- _TEXT_
The morning of our scheduled departure, I lay in bed and contemplated staying at home. My wife, naturally, had resolved to drive by herself to Calgary, if necessary. As I thought about this, I realized that I simply could not let her go alone. Not only was she not accustomed to driving such long distances, I knew that she would be concerned about me and would have difficulty enjoying this long-planned vacation with her French family. And so I popped a painkiller, struggled out of bed, and packed a suitcase, with assistance from my wife. She arranged some pillows in the back seat of the van, and I tried to get as comfortable as possible while still keeping my seat belt attached. Off we went. However, it was not long before the pain had me second guessing my decision to come along. I considered catching a flight back home from the nearest airport, but that would mean sitting upright in the confines of a plane, which also seemed out of the question.
In our hotel that night, I barely slept. My attempts to get out of bed the next morning were met with excruciating pain. I had to roll sideways and slide off the bed onto the floor, before slowly and carefully grabbing onto furniture and pulling myself to a standing position. Once upright, however, I felt better, and managed to take a shower. My wife helped me get dressed, and we had some breakfast before setting out again.
Lying across the back seat of our van, I knew I was in need of Divine intervention. I prayed. At the next rest stop, I slid out of the van and stood upright, and immediately knew that something was different. Hesitatingly, I took a slightly larger step than I had been reduced to taking during the previous few weeks, but instead of pain, I experienced a tingling sensation at the base of my spine, like a mild electric shock. I took another, slightly larger step, and again there was a tingling sensation. This continued during the course of several consecutive larger steps until I could walk more or less normally. I was dumbfounded, and I was also extremely grateful. My prayer had evidently been answered.

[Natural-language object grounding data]
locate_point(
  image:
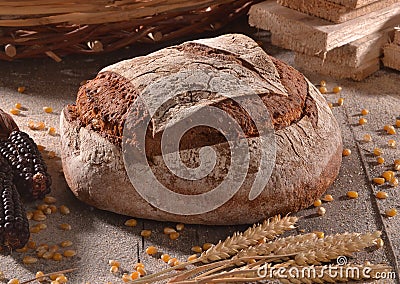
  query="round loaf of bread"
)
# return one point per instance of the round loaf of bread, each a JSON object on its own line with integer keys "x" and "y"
{"x": 292, "y": 143}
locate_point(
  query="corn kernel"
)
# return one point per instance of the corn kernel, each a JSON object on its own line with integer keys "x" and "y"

- _ACTIVITY LIST_
1 - Answer these questions about the road-trip account:
(a) To which city had the narrator's wife resolved to drive by herself if necessary?
(b) How did the narrator first get out of the hotel bed the next morning?
(c) What did the narrator feel at the base of the spine on taking a larger step at the rest stop?
2 - From the road-trip account, write out the stretch from "Lying across the" through "evidently been answered.".
3 - Write what comes next in the road-trip account, beginning after its final sentence.

- _ANSWERS PER TASK_
1 -
(a) Calgary.
(b) By rolling sideways and sliding off the bed onto the floor.
(c) A tingling sensation, like a mild electric shock.

2 -
Lying across the back seat of our van, I knew I was in need of Divine intervention. I prayed. At the next rest stop, I slid out of the van and stood upright, and immediately knew that something was different. Hesitatingly, I took a slightly larger step than I had been reduced to taking during the previous few weeks, but instead of pain, I experienced a tingling sensation at the base of my spine, like a mild electric shock. I took another, slightly larger step, and again there was a tingling sensation. This continued during the course of several consecutive larger steps until I could walk more or less normally. I was dumbfounded, and I was also extremely grateful. My prayer had evidently been answered.

3 -
When we got back into the van, I was able to sit upright with virtually no discomfort. We continued on across the prairies, and stopped for the night at a motel called (fittingly, I thought) the Pilgrim Inn. Lying in bed that evening, there was no pain. In its place, I felt the familiar extremely pleasurable stirrings of Kundalini. My sleep was positively blissful, and breakfast the next morning was thoroughly enjoyable. I decided that I felt well enough to drive, and so I did. I had to be careful to avoid sudden movement, however, and I wore a back brace for several more days. But suffice it to state that we had a wonderful vacation, and I have not suffered any recurrence of the back pain.
However, my brush with cancer and the manner of my mother’s passing continued to weigh heavily on me. I quite looked forward to a glass of wine to “relax and unwind” after work, and another with dinner. Finally, one day in late 2009, I came to acknowledge that, in spite of all I had been through and all I had learned, I myself did not feel ready to die – I was not “prepared to meet my maker”. I was concerned that I had too much “ego”, and I became determined to get rid of it. I now understand that ridding oneself of one's ego is impossible (for the ego cannot dissolve itself), and any such attempt is doomed to failure and is potentially dangerous. But that was my firm resolve at the time. And so I began to meditate in earnest. I went deep within myself, intent on rooting out the remaining memories and emotions that I believed were keeping me from realizing my real identity. However, for me, going within has also meant depression. My appetite dwindled, and I had great difficulty sleeping. When I did manage to sleep a little, I had disturbing dreams.
It was a real struggle to try to remain positive, and eventually I became so tired of the battle I was waging with myself that I knew I needed to find comfort and solace in whatever way I could. In my book, I describe my previous spontaneous experiences with Kundalini, and how they were always powerful healing events for me. I decided that I needed (and indeed deserved) to once again feel the pleasure at the base of my spine. And so, that night, I went even further within, and I entered a great and very still void. From within this void, I gave myself permission to feel the exquisitely soothing pleasure. It began immediately, and it was indeed a welcome respite from my struggles. However, I had the sense to know that I wasn’t ready for anything more, and I purposefully shut if off after only a few moments of enjoyment.
Although it was a revelation to discover that I apparently had a degree of conscious control over this spiritual energy, I continued to slip deeper into depression. I was very concerned about the stress I was causing my family, and suicidal thoughts that I hoped had been put to rest many years prior re-emerged. Finally, I became so distraught that I told my wife that perhaps I should go out into the forest and just shoot myself (essentially echoing the fate of my younger sister 24 years earlier). I recall my wife crying out and collapsing onto our bed, holding her chest. She told me later that she had actually (and understandably) been very angry with me.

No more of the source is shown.